--- Start ---

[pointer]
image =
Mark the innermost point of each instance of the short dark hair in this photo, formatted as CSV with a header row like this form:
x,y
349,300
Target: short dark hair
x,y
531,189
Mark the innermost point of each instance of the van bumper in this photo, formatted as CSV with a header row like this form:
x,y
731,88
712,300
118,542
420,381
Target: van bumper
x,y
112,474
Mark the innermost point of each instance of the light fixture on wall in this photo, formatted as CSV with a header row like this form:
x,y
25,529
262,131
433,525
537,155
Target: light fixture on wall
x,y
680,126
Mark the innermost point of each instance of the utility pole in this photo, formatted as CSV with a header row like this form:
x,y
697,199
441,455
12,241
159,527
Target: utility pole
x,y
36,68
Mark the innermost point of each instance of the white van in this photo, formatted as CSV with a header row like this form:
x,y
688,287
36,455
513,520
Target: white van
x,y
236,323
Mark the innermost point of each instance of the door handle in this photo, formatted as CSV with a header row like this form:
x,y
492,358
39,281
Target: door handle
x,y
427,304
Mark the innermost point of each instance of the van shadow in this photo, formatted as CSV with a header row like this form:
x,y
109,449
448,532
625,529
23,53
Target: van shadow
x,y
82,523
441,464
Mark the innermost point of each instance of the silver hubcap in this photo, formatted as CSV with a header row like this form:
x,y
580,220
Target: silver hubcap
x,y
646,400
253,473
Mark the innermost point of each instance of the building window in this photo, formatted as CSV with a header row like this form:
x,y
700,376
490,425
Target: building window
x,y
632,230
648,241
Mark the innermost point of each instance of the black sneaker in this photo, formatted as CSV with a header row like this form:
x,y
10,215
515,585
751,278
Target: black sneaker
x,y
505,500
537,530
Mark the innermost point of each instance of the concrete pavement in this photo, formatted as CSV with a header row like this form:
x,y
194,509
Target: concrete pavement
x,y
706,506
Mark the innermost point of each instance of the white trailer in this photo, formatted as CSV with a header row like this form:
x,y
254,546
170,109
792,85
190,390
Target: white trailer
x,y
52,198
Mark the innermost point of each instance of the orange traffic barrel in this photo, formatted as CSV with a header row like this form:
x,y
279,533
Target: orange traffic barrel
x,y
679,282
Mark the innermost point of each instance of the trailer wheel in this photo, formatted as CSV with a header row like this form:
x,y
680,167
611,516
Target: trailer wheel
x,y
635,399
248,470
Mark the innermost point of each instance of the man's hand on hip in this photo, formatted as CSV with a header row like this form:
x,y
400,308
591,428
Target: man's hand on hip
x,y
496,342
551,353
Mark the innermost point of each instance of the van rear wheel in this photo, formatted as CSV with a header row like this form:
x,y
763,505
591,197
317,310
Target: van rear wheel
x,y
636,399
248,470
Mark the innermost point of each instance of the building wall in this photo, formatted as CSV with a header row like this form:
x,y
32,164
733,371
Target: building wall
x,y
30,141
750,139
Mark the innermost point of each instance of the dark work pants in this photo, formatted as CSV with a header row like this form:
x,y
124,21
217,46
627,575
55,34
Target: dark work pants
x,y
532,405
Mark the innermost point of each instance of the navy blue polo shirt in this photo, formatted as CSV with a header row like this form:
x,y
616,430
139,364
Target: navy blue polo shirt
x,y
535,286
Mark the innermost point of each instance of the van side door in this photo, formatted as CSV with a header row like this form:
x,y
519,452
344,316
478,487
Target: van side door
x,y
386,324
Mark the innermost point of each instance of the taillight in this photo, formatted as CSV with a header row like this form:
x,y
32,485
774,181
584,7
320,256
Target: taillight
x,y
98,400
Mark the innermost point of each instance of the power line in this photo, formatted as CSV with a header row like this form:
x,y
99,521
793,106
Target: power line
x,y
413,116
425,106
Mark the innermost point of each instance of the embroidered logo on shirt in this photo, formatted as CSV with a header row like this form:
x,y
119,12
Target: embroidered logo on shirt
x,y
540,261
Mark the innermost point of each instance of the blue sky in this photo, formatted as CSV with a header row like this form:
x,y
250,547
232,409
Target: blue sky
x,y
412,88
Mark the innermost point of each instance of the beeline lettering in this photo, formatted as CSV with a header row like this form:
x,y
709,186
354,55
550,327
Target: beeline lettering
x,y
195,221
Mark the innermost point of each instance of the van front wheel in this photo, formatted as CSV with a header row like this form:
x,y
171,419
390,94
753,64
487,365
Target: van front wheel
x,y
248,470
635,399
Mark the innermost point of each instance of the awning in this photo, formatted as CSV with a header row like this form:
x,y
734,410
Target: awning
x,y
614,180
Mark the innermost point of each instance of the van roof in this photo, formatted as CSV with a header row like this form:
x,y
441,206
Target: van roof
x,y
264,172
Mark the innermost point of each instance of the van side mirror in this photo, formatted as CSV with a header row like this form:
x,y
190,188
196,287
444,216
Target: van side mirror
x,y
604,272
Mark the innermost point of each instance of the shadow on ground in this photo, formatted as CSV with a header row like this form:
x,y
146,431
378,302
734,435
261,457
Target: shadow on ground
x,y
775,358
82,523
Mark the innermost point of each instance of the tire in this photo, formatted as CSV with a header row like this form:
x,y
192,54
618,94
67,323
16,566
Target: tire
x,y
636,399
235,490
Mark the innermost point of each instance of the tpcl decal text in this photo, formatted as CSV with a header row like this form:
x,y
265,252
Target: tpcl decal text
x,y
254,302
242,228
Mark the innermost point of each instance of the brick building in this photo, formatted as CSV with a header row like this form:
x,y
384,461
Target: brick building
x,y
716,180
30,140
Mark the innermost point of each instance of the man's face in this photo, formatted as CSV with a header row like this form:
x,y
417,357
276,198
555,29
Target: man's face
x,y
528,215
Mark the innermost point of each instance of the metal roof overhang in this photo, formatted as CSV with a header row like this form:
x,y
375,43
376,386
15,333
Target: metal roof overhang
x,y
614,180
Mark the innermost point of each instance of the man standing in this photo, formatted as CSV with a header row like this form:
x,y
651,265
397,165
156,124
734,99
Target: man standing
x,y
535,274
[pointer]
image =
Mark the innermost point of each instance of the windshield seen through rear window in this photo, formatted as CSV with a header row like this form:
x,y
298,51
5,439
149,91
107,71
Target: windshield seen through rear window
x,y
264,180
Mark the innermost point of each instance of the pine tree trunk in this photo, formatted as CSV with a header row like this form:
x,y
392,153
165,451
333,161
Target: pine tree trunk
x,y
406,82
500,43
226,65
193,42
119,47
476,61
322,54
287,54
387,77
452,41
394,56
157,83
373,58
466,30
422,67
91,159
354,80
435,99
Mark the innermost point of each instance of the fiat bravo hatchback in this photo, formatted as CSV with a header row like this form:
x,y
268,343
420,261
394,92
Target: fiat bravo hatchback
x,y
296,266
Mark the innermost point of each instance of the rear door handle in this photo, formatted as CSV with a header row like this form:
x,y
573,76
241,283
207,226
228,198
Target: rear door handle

--- End ---

Copy out every one of the lines above verbatim, changing nothing.

[pointer]
image =
Mark the innermost point of each instance of the short dark hair in this photo, formatted as CSV with a header row like this form:
x,y
349,300
Target: short dark hair
x,y
531,189
Mark the innermost point of each instance of the van bumper in this photo, formatted as CSV with a header row like this form:
x,y
731,88
712,300
118,542
420,381
Target: van bumper
x,y
112,474
Mark the innermost point of each instance of the light fixture on wall in this photo, formatted as CSV with a header row like this form:
x,y
25,529
262,131
433,525
537,155
Target: light fixture on wall
x,y
680,126
Mark the innermost point of each instance of the utility pole in this photo, formatted as CSV with a header row like this form:
x,y
697,199
441,455
12,241
159,527
Target: utility pole
x,y
36,68
Mark the innermost point of each instance of the white van in this photo, formatted as CSV with a header row like this form:
x,y
688,287
36,455
513,520
Target: white van
x,y
236,323
Mark the innermost point of each instance of the door handle in this photo, formatted as CSV with a header row like this form:
x,y
492,358
39,281
Target: door handle
x,y
427,304
Mark the innermost point of each instance of the van shadow in this photo, formatted as CSV with a header row like this form:
x,y
109,449
448,532
625,529
23,53
Target: van shadow
x,y
82,523
441,464
Mark the innermost point of each instance of the silver hubcap in this photo, formatted as CSV with a header row like this form:
x,y
580,220
Target: silver hubcap
x,y
646,400
253,473
Mark the innermost point of each instance of the building window in this photo, formatted as CSV with a header row like this form:
x,y
700,376
490,425
Target: building window
x,y
632,230
648,241
Mark the innermost point of each instance of the black sneaker in this photo, formatted as CSV with a header row like this form:
x,y
10,215
515,585
751,278
Target: black sneaker
x,y
505,500
537,530
Mark the innermost point of each instance of the concrete pavement in this photo, formatted as CSV with a header row like this form:
x,y
194,509
Target: concrete pavement
x,y
706,506
Mark the innermost point of each instance of the white trailer in this photo, formatted as CSV with a header row like this form:
x,y
254,546
170,109
792,85
190,390
Target: white trailer
x,y
52,198
Mark the innermost point of each instance of the orange traffic barrel in this photo, formatted as CSV with a header row like this form:
x,y
279,533
Target: orange traffic barrel
x,y
679,282
Mark the innermost point of each instance of the trailer wheel in this photo, formatted as CSV with a header row like this form:
x,y
680,167
611,516
Target: trailer wheel
x,y
635,399
248,470
Mark the innermost point of each instance of the man's hand on hip in this photo, formatted as CSV with a header row like this form:
x,y
400,308
591,428
Target: man's hand on hip
x,y
496,342
551,353
Mark the innermost point of each instance of the van rear wheel in this photo, formatted as CSV with a header row like this form:
x,y
763,505
591,197
317,310
Target: van rear wheel
x,y
636,399
248,470
Mark the innermost point of each instance of the building wall in this photo, formatted as CSV with a header row like this form:
x,y
32,164
733,371
Target: building wall
x,y
30,141
750,139
Mark the innermost point of each instance of the dark work pants in this photo, formatted as CSV with a header row like this form:
x,y
124,21
217,46
627,575
55,34
Target: dark work pants
x,y
532,405
Mark the innermost point of each instance of the navy blue polo shirt in this photo, formatted as CSV with a header row like this form:
x,y
616,430
139,364
Target: navy blue polo shirt
x,y
535,286
Mark the innermost point of each instance of the van side door in this photo, formatted as CSV with a header row like this form:
x,y
519,452
344,316
478,487
Target: van side door
x,y
386,324
Mark the innermost point of each instance of the taillight in this photo, formatted as CSV with a header row like this form:
x,y
32,485
774,181
584,7
320,256
Target: taillight
x,y
98,400
Mark the innermost point of each instance of the power line in this photo, formatted as CSV with a header row like this form:
x,y
99,521
793,106
Target: power line
x,y
413,116
425,106
Mark the innermost point of each instance of the embroidered logo on shirt in this photo, formatted as CSV with a header row like this form:
x,y
119,12
Target: embroidered logo on shirt
x,y
540,261
Mark the innermost point of each instance of the blue sky in this photo, formatted as CSV with a header row like this form:
x,y
250,547
232,409
Target: blue sky
x,y
412,88
Mark the innermost point of each instance of the beeline lettering in this photo, formatted as CSV with a header row like this form:
x,y
709,186
354,55
550,327
Target: beeline lettering
x,y
195,221
Mark the innermost point of each instance of the van front wheel in this photo, formatted as CSV with a header row like this form:
x,y
171,419
390,94
753,64
487,365
Target: van front wheel
x,y
248,470
635,399
Mark the innermost point of each instance of the awning in this photo, formatted as CSV with a header row like this form:
x,y
734,410
Target: awning
x,y
614,180
Mark the innermost point of each instance of the van roof in this photo, formatted as CSV with a header row like this form:
x,y
441,206
Target: van roof
x,y
264,172
Mark the innermost point of each instance of the van side mirror in this photo, formatted as CSV with a header row like this form:
x,y
190,188
196,287
444,216
Target: van side mirror
x,y
604,272
Mark the innermost point of each instance of the shadow on ground in this photo, formatted as CSV with a header row like this form:
x,y
146,431
378,302
734,435
261,457
Target: shadow on ground
x,y
775,358
82,523
Mark the innermost point of each instance of the tire in this photo, formatted as CSV with a header row like this form:
x,y
192,54
618,94
67,323
16,566
Target: tire
x,y
636,399
235,490
Mark the innermost point of each instance of the tpcl decal text in this photo, formatted as CSV with a header row like this form:
x,y
265,252
Target: tpcl decal text
x,y
254,302
242,228
Mark the innermost point of each instance of the brick building in this photo, formatted as CSV with a header row like this form:
x,y
384,461
Target: brick building
x,y
716,180
30,140
Mark the innermost point of each instance of the man's face in this photo, formatted as CSV with a header row like this form:
x,y
417,357
276,198
555,29
Target: man's face
x,y
528,215
Mark the innermost point of each instance of the metal roof overhang in this photo, formatted as CSV with a header row like this form:
x,y
375,43
376,386
15,333
Target: metal roof overhang
x,y
614,180
Mark the innermost point of each instance of the man standing in this photo, formatted as CSV with a header row like this form:
x,y
651,265
397,165
156,124
734,99
Target: man standing
x,y
535,274
[pointer]
image =
Mark the innermost point of each instance of the windshield seen through rear window in this photo, formatted as CSV with a header row like this form:
x,y
298,51
5,439
149,91
107,71
Target: windshield seen through rear window
x,y
264,180
Mark the innermost point of each instance of the pine tree trunk in this photo, formatted as CSV with a header row like this form:
x,y
392,153
165,451
333,161
Target: pine tree trunk
x,y
406,82
500,43
226,65
193,42
119,47
476,61
322,54
287,54
387,77
452,41
394,56
157,83
373,58
466,30
422,67
91,159
354,80
435,99
Mark the innermost point of each instance of the fiat bravo hatchback in this photo, formatted as CSV with a header row like this form:
x,y
268,343
420,261
394,92
Target: fiat bravo hatchback
x,y
296,266
Mark the innermost point of each instance of the rear door handle in this photo, formatted as CSV with a header row like this form:
x,y
573,76
241,283
207,226
228,198
Target: rear door handle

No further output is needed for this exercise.